PASSAGE TO READ:
+-------+
Fluocinolone Acetonide Intravitreal Implant in the Visual Axis

Author Affiliations
  • 1UC Davis Eye Center, University of California–Davis, Sacramento, California

Copyright 2016 American Medical Association. All Rights Reserved. Applicable FARS/DFARS Restrictions Apply to Government Use.

JAMA Ophthalmol. 2016;134(9):1067-1068. doi:10.1001/jamaophthalmol.2016.0807

A man aged 48 years was followed up for bilateral proliferative diabetic retinopathy, having previously been treated with panretinal photocoagulation as well as macular laser for diabetic macular edema (DME) in each eye several years ago. The left eye had undergone pars plana vitrectomy for the repair of a macula-involving tractional retinal detachment, but despite anatomical success, visual acuity remained count fingers, presumably due to a loss of retinal tissue from macular ischemia. The right eye had undergone cataract extraction with intraocular lens implantation and a pars plana vitrectomy for nonclearing vitreous hemorrhage. After this surgery, the patient was treated for persistent DME and received multiple intravitreous injections of bevacizumab, ranibizumab, triamcinolone acetonide, and a dexamethasone intravitreal implant, but the DME persisted, and visual acuity was 20/70 OU. Therefore, a fluocinolone acetonide intravitreal implant (ILUVIEN; Alimera Sciences Inc) was injected. Soon after the procedure, the patient began complaining of a large, linear “floater” in his central vision, which was very disturbing to him. On examination, the implant was seen in the middle of the vitreous cavity in a vertical orientation and in the visual axis (Figure 1). The patient was observed for 2 weeks with the hope the implant would settle down or move out of the visual axis, but this did not happen.
+-------+
PROBLEMS AND TASKS:
a. Please extract the portion of the case report from "Fluocinolone Acetonide Intravitreal Implant in" up to and including "to Government Use.".
b. From the case report, list the agents named among the multiple intravitreous injections given for the persistent DME after the right-eye surgery.
The items have no connection to the case report.

Region descriptions in natural language:
+-------+
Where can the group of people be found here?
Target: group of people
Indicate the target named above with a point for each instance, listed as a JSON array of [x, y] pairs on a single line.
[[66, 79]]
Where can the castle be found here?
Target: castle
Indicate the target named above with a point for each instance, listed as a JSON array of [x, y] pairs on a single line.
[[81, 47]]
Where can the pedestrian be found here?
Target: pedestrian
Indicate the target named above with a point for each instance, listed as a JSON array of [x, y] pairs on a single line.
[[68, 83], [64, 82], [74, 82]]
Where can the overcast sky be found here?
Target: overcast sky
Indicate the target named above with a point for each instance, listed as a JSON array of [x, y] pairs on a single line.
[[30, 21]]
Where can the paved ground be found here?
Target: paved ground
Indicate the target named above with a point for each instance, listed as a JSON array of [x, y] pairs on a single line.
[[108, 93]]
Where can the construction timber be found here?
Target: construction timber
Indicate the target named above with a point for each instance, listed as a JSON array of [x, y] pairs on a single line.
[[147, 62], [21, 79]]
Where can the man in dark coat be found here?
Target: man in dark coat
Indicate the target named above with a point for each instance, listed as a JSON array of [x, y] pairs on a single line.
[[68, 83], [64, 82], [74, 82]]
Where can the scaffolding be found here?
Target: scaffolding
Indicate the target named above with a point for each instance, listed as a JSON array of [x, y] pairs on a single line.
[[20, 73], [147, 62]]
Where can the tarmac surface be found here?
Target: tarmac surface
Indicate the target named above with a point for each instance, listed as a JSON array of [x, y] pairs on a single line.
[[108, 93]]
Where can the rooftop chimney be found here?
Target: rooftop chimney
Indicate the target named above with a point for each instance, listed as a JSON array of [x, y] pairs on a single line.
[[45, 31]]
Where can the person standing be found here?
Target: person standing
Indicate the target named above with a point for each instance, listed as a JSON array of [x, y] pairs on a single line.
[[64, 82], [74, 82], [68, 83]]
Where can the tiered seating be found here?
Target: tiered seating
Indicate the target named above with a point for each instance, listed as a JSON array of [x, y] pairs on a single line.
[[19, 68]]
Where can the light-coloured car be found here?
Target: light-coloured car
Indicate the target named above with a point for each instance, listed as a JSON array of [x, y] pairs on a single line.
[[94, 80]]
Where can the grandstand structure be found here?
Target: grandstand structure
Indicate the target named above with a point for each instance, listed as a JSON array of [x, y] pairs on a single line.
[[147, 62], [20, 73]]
+-------+
ANSWERS BY ITEM NUMBER:
a.
Fluocinolone Acetonide Intravitreal Implant in the Visual Axis

Author Affiliations
  • 1UC Davis Eye Center, University of California–Davis, Sacramento, California

Copyright 2016 American Medical Association. All Rights Reserved. Applicable FARS/DFARS Restrictions Apply to Government Use.

b.
- bevacizumab
- ranibizumab
- triamcinolone acetonide
- dexamethasone intravitreal implant